Take the data below and filter it for lines containing the word "girl"; show each line found.

(Records excerpted from a collection)
☆ ☆ ☆

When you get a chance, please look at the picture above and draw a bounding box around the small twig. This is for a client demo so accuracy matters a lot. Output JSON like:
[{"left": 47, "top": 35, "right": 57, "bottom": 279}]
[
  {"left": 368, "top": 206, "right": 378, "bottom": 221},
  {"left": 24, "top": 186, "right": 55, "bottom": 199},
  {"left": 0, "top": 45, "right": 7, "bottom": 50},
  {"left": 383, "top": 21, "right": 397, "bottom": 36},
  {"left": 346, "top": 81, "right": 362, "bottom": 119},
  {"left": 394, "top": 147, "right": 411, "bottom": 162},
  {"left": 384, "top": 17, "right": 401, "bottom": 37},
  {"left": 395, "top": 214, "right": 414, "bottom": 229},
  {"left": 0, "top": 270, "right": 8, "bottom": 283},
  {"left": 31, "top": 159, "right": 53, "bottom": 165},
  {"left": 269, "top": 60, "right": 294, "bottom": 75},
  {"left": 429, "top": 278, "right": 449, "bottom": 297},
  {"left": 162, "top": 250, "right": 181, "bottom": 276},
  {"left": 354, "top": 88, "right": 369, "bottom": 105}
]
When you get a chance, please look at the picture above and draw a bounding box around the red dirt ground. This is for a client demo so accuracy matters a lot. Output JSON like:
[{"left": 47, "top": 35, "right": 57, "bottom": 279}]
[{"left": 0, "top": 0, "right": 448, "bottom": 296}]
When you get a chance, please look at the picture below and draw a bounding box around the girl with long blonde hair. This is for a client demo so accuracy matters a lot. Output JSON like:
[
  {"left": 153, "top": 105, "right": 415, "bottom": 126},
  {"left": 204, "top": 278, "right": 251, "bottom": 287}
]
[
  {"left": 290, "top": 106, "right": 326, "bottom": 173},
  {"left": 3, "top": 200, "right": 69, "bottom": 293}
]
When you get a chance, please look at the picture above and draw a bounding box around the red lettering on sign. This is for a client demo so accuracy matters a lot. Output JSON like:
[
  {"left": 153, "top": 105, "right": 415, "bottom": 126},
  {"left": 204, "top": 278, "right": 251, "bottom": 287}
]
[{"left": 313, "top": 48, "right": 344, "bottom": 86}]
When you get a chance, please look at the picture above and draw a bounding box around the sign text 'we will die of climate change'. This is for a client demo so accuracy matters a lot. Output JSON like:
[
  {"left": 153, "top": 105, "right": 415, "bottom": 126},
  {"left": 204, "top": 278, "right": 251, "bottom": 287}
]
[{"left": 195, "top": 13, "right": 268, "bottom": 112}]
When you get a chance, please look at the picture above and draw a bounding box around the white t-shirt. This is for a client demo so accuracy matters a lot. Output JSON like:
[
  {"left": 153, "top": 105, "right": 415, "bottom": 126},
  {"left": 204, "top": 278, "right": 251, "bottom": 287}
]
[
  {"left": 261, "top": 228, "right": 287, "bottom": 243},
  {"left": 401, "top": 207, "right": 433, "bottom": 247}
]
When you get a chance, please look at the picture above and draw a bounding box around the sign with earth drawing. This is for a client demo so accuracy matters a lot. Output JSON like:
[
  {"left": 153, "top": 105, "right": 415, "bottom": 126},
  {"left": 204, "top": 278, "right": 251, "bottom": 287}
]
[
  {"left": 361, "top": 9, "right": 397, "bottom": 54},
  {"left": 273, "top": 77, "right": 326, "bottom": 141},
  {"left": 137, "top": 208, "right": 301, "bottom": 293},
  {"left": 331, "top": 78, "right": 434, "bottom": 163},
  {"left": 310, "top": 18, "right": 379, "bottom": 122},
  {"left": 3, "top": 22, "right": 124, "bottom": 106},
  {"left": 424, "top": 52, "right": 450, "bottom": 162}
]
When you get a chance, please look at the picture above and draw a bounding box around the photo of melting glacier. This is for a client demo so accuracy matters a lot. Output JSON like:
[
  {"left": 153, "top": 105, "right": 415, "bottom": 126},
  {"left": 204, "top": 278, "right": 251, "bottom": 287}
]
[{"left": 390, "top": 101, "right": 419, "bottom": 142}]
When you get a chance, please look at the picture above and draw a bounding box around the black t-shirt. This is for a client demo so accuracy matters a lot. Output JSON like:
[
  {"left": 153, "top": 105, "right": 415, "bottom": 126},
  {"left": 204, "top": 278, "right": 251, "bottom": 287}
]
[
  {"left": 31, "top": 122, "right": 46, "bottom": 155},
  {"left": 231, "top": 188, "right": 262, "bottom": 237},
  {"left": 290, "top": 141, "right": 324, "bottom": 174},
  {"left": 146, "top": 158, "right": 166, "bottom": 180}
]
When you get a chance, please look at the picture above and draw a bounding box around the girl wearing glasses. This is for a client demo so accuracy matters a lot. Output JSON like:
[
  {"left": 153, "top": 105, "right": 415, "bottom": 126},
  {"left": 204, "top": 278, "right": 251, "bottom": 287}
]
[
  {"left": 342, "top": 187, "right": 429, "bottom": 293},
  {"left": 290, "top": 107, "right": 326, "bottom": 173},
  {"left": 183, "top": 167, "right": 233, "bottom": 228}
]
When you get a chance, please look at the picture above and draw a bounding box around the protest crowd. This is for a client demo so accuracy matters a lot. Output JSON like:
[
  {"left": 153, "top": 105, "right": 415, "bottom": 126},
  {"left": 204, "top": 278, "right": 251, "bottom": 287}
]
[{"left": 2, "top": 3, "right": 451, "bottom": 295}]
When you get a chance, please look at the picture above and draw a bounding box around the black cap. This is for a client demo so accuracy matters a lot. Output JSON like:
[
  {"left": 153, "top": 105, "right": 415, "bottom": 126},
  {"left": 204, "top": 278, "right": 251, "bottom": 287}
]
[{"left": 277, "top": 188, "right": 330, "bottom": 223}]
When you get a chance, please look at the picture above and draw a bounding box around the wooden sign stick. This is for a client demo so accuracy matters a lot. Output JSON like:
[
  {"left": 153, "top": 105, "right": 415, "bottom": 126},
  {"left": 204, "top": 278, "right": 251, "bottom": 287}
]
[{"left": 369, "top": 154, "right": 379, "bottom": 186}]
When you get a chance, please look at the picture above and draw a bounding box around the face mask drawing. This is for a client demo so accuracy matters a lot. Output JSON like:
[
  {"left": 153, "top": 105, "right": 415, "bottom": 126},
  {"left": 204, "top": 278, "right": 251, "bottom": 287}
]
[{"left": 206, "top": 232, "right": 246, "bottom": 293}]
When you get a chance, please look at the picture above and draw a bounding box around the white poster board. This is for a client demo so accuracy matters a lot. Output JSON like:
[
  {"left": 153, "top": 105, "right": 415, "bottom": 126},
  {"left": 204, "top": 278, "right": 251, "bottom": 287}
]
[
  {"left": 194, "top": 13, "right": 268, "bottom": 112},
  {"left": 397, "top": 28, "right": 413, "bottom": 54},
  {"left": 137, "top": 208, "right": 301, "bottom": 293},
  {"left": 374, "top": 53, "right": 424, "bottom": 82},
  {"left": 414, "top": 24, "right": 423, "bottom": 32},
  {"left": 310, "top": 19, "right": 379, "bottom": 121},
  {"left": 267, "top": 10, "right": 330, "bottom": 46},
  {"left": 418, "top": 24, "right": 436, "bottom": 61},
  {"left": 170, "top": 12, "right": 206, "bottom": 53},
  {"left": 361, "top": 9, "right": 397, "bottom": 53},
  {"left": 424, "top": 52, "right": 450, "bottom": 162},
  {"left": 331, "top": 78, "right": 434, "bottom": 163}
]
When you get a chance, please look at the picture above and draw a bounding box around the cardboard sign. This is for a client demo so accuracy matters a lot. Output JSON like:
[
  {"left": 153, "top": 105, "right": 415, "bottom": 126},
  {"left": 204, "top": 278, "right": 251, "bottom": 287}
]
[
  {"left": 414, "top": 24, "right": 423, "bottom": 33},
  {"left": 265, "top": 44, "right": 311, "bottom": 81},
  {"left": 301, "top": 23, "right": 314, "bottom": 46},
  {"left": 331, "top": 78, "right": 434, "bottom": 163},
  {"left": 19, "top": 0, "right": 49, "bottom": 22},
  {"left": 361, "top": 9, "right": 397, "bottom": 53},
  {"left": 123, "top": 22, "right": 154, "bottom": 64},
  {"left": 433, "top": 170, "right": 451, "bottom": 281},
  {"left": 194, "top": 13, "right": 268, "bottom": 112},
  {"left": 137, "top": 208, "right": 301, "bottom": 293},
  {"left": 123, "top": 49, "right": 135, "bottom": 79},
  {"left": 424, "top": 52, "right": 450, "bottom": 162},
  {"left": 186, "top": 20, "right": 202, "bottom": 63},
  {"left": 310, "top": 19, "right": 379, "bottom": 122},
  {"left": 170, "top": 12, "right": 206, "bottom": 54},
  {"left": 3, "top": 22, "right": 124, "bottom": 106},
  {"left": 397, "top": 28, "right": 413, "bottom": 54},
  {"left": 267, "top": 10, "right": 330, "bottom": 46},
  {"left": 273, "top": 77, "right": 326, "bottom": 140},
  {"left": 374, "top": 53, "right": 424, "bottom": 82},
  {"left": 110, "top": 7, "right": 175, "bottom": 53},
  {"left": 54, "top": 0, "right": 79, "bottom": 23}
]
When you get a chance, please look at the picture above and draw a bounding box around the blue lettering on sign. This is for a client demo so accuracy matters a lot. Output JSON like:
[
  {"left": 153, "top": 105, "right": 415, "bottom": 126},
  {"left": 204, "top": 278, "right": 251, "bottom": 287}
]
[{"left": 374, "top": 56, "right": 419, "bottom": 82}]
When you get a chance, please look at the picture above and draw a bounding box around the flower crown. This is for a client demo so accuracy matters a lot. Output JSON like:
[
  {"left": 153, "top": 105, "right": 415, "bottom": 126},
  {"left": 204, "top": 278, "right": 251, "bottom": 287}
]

☆ ☆ ☆

Response to this exercise:
When you get a chance, please look at the picture below and draw a bounding box around the girl with long blonde hair. This is for a client demo so accuracy matters a lot. Output JSON like:
When you get a chance, please look at the picture above and draw a bounding box around the girl wearing glasses. This is for a client demo so accuracy matters a lot. Output JSON like:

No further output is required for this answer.